SHORT PROBLEM.
Copy out the entries below word for word, leaving out the pictures.

Data entries.
>>>
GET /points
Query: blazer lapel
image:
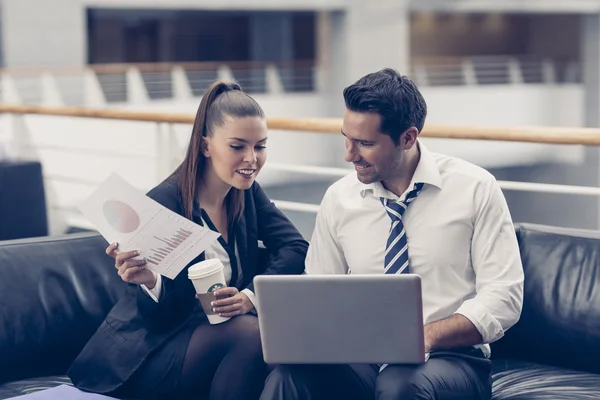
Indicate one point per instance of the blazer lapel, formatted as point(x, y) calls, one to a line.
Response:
<<<
SOLUTION TO THIS EXERCISE.
GET /points
Query: blazer lapel
image:
Indicate one point per instance of the blazer lapel, formatted as point(x, y) calls, one to a line.
Response:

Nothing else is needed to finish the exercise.